**Text:**

AMENDMENT NO. 1 TO EMPLOYMENT AGREEMENT
EXHIBIT
10.2
AMENDMENT
NO. 1 TO EMPLOYMENT AGREEMENT
This
AMENDMENT NO.1 TO EMPLOYMENT AGREEMENT (this “Amendment
No. 1”)
is
made and entered into as of July 20, 2008 by and between eBaum’s World, Inc.
(formerly EBW Acquisition, Inc.), a Delaware corporation (the “Company”),
and
Xxxx Xxxxxx (“Employee”).
RECITALS:
WHEREAS,
the Company and Employee entered into that certain Employment Agreement dated
as
of October 31, 2007 (the “Employment
Agreement”);
and
WHEREAS,
the Company and Employee have agreed, upon the following terms and conditions,
to amend the Employment Agreement as provided herein.
NOW,
THEREFORE, for good and valuable consideration, the receipt and sufficiency
of
which are hereby acknowledged, the parties hereto hereby agree as follows,
intending to be legally bound:
1. Duties
and Responsibilities.
The
first sentence of Section 5 is hereby amended by deleting it in its entirety
and
replacing it with the following:
“Subject
to the direction and control of the Chief Executive Officer of the Company,
Employee shall manage, control, administer and operate day to day business
affairs of the Company and the Managed Website Businesses (as such term is
defined in that certain Asset Purchase Agreement by and among ZVUE Corporation,
the Company, and Eric’s Universe, Inc. dated August 1, 2007, as amended on July
20, 2008 and thereafter).”
2. Base
Salary.
Section
6 of the Employment Agreement is hereby amended by deleting it in its entirety
and replacing it with the following:
“6. Base
Salary.

**List of tasks:**
1 - As of what date is the amendment made and entered into?
2 - Write out the stretch of the amendment from "(formerly EBW Acquisition, Inc.), a" through "as provided herein.".

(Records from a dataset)
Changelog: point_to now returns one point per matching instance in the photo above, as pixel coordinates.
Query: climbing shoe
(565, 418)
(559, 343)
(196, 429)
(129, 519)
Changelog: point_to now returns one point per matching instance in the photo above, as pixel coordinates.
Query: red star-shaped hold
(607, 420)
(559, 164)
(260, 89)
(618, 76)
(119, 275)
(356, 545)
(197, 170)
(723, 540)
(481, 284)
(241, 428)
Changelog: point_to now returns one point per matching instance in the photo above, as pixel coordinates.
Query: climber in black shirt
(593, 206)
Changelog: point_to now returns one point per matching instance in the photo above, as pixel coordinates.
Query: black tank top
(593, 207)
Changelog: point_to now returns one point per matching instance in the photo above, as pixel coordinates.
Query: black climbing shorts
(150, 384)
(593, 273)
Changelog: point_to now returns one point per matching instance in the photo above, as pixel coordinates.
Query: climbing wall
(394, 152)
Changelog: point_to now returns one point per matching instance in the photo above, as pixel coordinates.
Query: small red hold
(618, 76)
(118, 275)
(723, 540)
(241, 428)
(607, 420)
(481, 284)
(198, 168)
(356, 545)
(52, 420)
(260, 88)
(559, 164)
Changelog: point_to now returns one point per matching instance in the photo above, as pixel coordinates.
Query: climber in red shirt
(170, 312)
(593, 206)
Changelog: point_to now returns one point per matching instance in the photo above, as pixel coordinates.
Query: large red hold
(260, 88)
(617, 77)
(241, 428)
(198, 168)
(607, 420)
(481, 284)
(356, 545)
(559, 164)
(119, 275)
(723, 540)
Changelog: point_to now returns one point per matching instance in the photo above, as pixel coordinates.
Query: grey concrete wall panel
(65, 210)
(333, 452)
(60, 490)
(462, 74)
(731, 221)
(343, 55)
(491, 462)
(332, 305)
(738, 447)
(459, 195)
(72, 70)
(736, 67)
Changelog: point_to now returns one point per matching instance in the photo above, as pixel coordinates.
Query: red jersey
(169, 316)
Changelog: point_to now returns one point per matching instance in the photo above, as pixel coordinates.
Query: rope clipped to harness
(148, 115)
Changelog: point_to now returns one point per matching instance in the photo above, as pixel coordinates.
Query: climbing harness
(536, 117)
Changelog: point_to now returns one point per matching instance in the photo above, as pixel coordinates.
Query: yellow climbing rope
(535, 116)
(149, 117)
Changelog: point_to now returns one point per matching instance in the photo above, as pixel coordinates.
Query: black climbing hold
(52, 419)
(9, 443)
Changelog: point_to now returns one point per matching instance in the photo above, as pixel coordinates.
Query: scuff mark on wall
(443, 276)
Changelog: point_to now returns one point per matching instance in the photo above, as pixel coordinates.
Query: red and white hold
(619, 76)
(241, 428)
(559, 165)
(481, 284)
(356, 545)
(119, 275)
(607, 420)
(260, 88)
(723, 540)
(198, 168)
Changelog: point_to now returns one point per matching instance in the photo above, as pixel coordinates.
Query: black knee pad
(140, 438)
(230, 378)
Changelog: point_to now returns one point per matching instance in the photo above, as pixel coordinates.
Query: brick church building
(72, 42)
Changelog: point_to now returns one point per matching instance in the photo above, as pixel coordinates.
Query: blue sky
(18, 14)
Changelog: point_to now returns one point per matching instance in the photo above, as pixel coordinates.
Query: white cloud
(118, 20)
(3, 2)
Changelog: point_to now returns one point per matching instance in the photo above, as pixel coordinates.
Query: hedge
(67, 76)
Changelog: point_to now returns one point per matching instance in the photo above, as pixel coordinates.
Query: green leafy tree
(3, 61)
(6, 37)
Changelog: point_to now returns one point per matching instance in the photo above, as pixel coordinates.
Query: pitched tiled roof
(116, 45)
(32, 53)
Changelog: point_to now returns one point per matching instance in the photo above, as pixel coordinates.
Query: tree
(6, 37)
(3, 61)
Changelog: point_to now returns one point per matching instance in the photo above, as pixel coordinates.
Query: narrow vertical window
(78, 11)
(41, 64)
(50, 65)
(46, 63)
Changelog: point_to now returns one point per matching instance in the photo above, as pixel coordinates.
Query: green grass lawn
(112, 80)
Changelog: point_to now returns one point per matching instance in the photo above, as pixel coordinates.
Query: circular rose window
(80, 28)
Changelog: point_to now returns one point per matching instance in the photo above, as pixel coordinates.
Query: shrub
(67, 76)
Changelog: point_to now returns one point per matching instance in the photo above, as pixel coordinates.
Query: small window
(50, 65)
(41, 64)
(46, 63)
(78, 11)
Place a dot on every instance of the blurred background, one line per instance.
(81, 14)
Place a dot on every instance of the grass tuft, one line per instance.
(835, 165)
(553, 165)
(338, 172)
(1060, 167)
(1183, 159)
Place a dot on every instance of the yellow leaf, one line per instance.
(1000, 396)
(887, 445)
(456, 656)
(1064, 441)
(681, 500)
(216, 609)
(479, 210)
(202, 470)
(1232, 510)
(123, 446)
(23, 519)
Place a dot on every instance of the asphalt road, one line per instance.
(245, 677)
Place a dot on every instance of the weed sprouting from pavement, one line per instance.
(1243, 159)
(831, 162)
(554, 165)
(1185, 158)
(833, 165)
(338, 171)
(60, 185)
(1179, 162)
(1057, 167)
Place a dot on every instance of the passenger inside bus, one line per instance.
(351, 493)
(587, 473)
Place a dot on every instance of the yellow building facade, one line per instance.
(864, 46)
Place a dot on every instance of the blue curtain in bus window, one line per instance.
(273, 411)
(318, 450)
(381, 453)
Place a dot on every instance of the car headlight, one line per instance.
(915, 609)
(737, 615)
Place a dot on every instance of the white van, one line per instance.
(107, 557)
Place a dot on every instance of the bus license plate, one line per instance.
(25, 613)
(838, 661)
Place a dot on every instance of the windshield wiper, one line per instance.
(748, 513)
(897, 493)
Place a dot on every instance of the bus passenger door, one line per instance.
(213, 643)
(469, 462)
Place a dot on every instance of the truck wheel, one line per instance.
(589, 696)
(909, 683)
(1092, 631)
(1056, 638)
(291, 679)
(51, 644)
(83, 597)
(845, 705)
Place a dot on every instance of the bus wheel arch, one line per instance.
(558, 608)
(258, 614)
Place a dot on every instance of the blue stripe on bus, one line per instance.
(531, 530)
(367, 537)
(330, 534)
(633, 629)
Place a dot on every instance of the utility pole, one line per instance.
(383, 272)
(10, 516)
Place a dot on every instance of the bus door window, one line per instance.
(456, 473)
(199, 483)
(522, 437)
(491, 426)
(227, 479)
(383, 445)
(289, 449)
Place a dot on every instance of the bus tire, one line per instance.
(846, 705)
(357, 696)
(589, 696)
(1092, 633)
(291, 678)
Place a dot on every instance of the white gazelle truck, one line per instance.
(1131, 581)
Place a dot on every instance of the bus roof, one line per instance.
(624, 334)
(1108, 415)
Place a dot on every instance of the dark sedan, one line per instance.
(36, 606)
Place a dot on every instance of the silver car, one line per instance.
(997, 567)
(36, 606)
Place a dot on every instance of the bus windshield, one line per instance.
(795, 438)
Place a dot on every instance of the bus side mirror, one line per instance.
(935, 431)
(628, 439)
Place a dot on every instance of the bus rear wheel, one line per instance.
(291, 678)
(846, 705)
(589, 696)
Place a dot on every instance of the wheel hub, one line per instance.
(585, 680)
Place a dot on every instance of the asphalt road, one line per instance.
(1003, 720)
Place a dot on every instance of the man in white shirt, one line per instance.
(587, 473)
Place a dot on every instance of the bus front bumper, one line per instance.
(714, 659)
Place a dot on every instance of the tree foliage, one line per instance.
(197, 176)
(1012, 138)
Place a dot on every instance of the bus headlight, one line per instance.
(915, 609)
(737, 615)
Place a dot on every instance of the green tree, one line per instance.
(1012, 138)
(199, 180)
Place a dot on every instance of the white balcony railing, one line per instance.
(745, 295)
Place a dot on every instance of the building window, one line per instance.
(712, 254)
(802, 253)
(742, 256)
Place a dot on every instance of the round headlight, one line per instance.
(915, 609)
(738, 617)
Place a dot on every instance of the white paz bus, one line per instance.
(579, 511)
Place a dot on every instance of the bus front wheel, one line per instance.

**Answers to the problems:**
1 - July 20, 2008.

2 -
(formerly EBW Acquisition, Inc.), a Delaware corporation (the “Company”),
and
Xxxx Xxxxxx (“Employee”).
RECITALS:
WHEREAS,
the Company and Employee entered into that certain Employment Agreement dated
as
of October 31, 2007 (the “Employment
Agreement”);
and
WHEREAS,
the Company and Employee have agreed, upon the following terms and conditions,
to amend the Employment Agreement as provided herein.